• Exercise:
In the entries below, find each line with the word "plate" and return it.

• Dataset records:

*** Begin section ***

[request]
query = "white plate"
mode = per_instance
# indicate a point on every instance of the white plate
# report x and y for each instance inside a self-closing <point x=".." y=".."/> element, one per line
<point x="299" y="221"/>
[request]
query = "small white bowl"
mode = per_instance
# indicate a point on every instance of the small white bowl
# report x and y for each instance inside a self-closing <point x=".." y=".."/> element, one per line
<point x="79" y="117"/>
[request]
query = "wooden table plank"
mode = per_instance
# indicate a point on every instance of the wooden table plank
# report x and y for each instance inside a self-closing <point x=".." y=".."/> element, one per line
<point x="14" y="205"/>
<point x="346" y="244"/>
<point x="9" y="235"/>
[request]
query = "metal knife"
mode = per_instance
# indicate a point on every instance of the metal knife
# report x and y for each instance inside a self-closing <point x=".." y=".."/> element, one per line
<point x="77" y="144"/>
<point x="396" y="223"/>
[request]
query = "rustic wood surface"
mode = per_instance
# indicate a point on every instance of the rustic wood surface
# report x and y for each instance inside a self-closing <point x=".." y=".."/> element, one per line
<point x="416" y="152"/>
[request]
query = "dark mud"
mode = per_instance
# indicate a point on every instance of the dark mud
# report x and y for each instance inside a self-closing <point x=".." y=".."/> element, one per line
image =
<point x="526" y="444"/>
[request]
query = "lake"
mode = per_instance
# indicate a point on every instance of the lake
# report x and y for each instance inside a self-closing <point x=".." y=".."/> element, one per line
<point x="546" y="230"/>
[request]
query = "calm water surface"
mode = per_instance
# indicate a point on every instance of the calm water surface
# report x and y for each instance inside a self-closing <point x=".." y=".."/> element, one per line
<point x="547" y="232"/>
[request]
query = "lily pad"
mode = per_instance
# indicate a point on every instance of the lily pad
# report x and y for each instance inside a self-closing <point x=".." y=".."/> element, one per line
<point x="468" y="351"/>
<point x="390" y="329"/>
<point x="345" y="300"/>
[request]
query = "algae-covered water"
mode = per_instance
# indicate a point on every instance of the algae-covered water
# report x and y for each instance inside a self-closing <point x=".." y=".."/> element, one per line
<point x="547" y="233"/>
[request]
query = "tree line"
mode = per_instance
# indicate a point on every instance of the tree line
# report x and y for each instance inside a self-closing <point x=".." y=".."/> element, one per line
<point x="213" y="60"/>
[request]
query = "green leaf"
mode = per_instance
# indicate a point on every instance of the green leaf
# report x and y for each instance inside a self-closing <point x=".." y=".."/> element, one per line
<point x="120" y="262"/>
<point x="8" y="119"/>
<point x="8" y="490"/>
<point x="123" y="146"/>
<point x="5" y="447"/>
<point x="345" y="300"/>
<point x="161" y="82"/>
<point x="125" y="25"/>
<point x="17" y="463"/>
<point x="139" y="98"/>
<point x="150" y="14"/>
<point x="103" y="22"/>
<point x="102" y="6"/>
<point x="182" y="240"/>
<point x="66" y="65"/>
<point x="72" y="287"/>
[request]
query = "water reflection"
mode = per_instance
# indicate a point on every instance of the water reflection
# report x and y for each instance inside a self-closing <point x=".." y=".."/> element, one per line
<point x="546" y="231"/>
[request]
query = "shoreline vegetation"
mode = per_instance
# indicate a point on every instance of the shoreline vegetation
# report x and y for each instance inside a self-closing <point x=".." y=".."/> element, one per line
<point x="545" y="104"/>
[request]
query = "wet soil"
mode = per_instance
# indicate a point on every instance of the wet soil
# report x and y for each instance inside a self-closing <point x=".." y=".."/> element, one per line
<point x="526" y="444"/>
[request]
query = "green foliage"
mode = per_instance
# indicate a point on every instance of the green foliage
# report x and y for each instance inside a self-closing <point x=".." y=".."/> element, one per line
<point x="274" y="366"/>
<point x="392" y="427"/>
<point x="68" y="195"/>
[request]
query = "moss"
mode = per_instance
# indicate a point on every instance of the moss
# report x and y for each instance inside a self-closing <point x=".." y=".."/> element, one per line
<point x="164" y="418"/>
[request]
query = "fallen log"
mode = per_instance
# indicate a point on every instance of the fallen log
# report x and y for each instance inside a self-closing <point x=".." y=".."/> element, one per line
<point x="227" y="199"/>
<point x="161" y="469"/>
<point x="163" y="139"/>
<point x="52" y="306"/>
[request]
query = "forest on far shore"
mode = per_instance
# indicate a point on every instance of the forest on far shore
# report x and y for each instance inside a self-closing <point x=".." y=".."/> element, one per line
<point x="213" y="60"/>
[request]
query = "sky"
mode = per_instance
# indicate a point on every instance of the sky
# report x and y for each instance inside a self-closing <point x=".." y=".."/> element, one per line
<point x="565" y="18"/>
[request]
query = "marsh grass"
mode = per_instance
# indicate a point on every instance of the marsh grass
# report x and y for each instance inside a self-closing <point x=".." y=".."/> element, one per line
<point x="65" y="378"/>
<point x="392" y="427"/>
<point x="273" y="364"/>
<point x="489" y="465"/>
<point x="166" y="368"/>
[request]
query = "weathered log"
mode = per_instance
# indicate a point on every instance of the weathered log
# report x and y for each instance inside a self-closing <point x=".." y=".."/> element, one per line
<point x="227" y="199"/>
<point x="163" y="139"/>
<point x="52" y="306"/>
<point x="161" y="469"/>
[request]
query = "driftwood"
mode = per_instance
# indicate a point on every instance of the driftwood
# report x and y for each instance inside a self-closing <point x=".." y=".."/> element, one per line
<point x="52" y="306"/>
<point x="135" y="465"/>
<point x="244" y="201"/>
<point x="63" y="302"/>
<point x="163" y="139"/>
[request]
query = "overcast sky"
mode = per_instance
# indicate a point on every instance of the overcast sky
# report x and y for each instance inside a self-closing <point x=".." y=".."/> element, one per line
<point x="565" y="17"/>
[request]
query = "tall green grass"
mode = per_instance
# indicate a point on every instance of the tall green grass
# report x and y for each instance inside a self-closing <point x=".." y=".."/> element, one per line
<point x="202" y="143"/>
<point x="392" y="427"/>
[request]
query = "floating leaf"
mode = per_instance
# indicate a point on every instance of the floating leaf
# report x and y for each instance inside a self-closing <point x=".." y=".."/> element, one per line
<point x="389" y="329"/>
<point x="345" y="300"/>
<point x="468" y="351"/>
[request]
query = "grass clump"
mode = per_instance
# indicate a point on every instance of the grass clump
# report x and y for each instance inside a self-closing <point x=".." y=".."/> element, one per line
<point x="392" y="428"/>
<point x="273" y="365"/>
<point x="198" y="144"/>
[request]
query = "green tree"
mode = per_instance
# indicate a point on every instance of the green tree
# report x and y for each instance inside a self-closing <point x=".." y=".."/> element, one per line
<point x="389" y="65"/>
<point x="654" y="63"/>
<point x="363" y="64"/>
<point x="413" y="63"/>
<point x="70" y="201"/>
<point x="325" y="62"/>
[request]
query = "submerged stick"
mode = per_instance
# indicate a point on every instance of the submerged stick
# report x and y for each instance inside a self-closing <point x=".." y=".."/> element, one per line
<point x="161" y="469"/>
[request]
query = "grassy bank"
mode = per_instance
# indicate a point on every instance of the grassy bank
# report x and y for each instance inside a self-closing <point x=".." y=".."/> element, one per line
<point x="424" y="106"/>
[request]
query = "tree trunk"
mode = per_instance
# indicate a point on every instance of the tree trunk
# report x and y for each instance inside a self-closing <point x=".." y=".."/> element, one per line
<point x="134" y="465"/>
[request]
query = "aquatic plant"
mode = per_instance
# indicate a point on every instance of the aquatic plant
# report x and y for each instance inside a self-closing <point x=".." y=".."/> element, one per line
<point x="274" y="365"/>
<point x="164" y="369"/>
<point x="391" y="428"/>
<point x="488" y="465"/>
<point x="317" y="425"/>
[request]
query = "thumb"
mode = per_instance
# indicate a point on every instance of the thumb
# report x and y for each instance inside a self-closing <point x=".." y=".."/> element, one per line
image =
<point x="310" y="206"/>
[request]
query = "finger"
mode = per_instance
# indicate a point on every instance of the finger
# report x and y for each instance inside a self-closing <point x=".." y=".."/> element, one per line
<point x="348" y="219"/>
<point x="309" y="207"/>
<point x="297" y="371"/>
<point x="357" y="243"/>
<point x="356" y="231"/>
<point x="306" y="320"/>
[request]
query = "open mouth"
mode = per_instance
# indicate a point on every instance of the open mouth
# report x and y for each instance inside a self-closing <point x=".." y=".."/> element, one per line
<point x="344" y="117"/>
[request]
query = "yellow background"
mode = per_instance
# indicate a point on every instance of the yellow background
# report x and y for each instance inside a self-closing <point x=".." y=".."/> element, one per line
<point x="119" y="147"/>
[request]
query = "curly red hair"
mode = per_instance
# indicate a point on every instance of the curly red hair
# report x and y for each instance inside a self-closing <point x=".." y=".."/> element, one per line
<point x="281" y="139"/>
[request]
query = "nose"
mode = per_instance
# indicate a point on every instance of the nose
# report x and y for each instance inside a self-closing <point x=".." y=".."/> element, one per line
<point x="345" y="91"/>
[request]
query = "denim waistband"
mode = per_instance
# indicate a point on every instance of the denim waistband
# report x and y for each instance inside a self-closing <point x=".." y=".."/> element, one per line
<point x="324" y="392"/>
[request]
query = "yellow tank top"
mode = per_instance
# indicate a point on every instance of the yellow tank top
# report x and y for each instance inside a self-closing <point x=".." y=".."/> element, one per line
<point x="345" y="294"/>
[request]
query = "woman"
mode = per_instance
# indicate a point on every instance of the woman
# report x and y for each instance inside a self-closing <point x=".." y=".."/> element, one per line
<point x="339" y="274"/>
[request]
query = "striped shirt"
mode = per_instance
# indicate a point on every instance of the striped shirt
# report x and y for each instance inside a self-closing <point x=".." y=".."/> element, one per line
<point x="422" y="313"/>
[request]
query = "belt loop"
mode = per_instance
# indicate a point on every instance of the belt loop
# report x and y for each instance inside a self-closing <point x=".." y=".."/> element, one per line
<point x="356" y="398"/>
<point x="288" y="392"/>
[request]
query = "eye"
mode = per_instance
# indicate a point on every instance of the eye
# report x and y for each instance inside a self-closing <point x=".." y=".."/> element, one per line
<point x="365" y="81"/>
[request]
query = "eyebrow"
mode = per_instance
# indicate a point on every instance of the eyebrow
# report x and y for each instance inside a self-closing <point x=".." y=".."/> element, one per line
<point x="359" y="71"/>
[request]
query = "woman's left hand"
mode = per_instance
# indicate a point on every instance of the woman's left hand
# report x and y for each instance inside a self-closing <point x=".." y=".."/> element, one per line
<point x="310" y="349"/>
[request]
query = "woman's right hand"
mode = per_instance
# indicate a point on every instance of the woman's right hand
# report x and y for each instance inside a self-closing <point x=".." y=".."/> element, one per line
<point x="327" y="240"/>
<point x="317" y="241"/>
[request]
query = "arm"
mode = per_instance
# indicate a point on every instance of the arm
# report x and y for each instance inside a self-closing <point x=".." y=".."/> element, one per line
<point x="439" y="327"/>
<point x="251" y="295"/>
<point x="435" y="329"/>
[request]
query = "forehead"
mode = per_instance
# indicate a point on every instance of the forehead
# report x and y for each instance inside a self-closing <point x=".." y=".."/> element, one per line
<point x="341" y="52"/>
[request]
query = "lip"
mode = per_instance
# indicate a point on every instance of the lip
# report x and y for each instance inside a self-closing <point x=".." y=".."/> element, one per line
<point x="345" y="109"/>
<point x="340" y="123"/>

*** End section ***

• Output for this task:
query = "white plate"
# indicate a point on every instance of the white plate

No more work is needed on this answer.